TRY IT>
Write out the entries again exactly as they are given.

[Stored data]
- - - -

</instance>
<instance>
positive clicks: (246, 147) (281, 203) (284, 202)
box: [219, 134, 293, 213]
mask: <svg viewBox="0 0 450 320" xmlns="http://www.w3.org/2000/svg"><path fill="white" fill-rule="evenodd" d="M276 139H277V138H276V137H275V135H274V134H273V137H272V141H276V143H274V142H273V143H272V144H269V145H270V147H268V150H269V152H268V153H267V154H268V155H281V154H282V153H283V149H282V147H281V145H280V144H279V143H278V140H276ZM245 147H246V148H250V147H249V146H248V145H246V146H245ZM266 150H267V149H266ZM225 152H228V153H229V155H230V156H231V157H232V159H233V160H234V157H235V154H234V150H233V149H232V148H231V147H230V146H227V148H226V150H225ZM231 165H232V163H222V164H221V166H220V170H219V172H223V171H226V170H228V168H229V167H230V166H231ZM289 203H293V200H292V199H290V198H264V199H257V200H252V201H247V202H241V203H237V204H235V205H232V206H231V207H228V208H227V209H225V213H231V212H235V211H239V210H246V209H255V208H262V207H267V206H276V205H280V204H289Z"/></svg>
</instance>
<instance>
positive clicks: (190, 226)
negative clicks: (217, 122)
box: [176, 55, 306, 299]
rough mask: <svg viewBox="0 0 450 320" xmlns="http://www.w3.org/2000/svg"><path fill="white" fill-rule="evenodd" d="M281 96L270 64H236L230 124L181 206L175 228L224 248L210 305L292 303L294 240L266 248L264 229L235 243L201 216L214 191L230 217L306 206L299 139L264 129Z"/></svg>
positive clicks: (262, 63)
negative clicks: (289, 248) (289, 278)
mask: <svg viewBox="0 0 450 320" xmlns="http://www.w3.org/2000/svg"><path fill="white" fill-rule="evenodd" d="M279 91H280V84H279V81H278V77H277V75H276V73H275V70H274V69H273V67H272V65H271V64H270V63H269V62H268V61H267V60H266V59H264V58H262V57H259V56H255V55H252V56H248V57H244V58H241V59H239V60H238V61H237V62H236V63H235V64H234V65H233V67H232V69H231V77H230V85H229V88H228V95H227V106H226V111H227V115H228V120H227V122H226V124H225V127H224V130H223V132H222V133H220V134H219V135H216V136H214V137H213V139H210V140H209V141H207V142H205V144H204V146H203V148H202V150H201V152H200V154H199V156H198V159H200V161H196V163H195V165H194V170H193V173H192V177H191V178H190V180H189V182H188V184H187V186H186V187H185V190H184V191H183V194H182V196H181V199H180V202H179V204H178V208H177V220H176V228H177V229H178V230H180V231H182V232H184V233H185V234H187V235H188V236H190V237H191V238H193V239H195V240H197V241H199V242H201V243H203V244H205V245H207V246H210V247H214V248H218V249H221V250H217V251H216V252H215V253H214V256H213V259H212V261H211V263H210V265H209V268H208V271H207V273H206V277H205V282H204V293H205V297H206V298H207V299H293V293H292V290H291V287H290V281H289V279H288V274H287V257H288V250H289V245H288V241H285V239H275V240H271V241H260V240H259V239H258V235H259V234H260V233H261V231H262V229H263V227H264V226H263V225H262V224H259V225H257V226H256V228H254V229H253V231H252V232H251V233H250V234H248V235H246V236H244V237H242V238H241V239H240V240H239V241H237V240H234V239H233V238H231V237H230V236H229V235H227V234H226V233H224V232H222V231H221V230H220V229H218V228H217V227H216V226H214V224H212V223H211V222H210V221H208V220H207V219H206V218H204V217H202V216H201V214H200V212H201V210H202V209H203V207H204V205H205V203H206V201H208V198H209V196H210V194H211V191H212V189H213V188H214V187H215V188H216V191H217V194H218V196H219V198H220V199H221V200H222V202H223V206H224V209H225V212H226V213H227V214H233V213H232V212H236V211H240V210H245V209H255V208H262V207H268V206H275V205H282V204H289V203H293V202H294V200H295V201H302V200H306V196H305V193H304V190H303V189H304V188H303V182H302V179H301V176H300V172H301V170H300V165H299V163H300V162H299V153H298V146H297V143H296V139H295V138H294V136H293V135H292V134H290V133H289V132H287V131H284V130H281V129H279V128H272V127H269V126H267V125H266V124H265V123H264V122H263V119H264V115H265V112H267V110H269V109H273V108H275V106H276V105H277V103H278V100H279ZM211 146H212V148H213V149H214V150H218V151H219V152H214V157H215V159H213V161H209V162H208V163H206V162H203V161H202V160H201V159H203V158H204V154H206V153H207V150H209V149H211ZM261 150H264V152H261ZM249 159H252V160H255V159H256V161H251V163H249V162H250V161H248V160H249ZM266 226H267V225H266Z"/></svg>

- - - -

EXERCISE RESULT>
</instance>
<instance>
positive clicks: (246, 147) (281, 203) (284, 202)
box: [219, 134, 293, 213]
mask: <svg viewBox="0 0 450 320" xmlns="http://www.w3.org/2000/svg"><path fill="white" fill-rule="evenodd" d="M276 139H277V138H276V137H275V135H274V134H273V137H272V141H276V143H274V142H273V143H272V144H269V145H270V147H268V150H269V152H268V153H267V154H268V155H281V154H282V153H283V149H282V147H281V145H280V144H279V143H278V140H276ZM245 147H246V148H250V147H249V146H248V145H246V146H245ZM266 150H267V149H266ZM225 152H228V153H229V155H230V156H231V157H232V159H233V160H234V157H235V154H234V150H233V149H232V148H231V147H230V146H227V148H226V150H225ZM231 165H232V163H222V164H221V166H220V170H219V172H223V171H226V170H228V168H229V167H230V166H231ZM289 203H293V200H292V199H290V198H264V199H257V200H252V201H247V202H241V203H237V204H235V205H232V206H231V207H228V208H227V209H225V213H231V212H235V211H239V210H246V209H255V208H262V207H267V206H276V205H280V204H289Z"/></svg>
</instance>
<instance>
positive clicks: (190, 226)
negative clicks: (217, 122)
box: [176, 55, 306, 299]
rough mask: <svg viewBox="0 0 450 320" xmlns="http://www.w3.org/2000/svg"><path fill="white" fill-rule="evenodd" d="M281 96L270 64H236L230 124L181 206L175 228L224 248L210 305L292 303L294 240L266 248L264 229L235 243L201 216L214 191L230 217L306 206L299 139L264 129Z"/></svg>
positive clicks: (262, 63)
negative clicks: (289, 248) (289, 278)
mask: <svg viewBox="0 0 450 320" xmlns="http://www.w3.org/2000/svg"><path fill="white" fill-rule="evenodd" d="M279 91H280V84H279V81H278V77H277V75H276V73H275V70H274V69H273V67H272V65H271V64H270V63H269V62H268V61H267V60H266V59H264V58H262V57H259V56H255V55H252V56H248V57H244V58H241V59H239V60H238V61H237V62H236V63H235V64H234V65H233V67H232V69H231V77H230V85H229V88H228V95H227V106H226V111H227V115H228V120H227V122H226V124H225V127H224V130H223V132H222V133H220V134H219V135H216V136H214V137H213V139H210V140H209V141H207V142H205V144H204V146H203V148H202V150H201V152H200V154H199V156H198V159H200V161H196V163H195V165H194V170H193V173H192V177H191V178H190V180H189V182H188V184H187V186H186V187H185V190H184V191H183V194H182V196H181V199H180V202H179V204H178V208H177V220H176V228H177V229H178V230H180V231H182V232H184V233H185V234H187V235H188V236H190V237H191V238H193V239H195V240H197V241H199V242H201V243H203V244H205V245H207V246H210V247H214V248H218V249H221V250H217V251H216V252H215V253H214V256H213V259H212V261H211V263H210V265H209V268H208V271H207V273H206V277H205V282H204V293H205V297H206V298H207V299H293V293H292V290H291V287H290V281H289V279H288V274H287V257H288V250H289V245H288V241H285V239H275V240H271V241H260V240H259V239H258V235H259V234H260V233H261V231H262V229H263V227H264V226H263V225H262V224H259V225H257V226H256V228H254V229H253V231H252V232H251V233H250V234H248V235H246V236H244V237H242V238H241V239H240V240H239V241H237V240H234V239H233V238H231V237H230V236H229V235H227V234H226V233H224V232H222V231H221V230H220V229H218V228H217V227H216V226H214V224H212V223H211V222H210V221H208V220H207V219H206V218H204V217H202V216H201V214H200V212H201V210H202V209H203V207H204V205H205V203H206V201H208V198H209V196H210V194H211V191H212V189H213V188H214V187H215V188H216V191H217V194H218V196H219V198H220V199H221V200H222V202H223V206H224V209H225V212H226V213H227V214H233V213H232V212H236V211H240V210H245V209H255V208H262V207H268V206H275V205H282V204H289V203H293V202H294V200H295V201H302V200H306V196H305V193H304V190H303V189H304V188H303V182H302V179H301V176H300V172H301V170H300V165H299V163H300V162H299V153H298V146H297V143H296V139H295V138H294V136H293V135H292V134H290V133H289V132H287V131H284V130H281V129H279V128H272V127H269V126H267V125H266V124H265V123H264V122H263V119H264V115H265V112H267V110H269V109H273V108H275V106H276V105H277V103H278V100H279ZM211 146H212V148H213V149H214V150H218V151H219V152H214V157H215V159H213V161H209V162H208V163H206V162H203V161H202V160H201V159H203V158H204V154H206V153H207V150H209V149H211ZM261 150H264V152H261ZM249 159H252V160H255V159H256V161H251V163H249V162H250V161H248V160H249ZM266 226H267V225H266Z"/></svg>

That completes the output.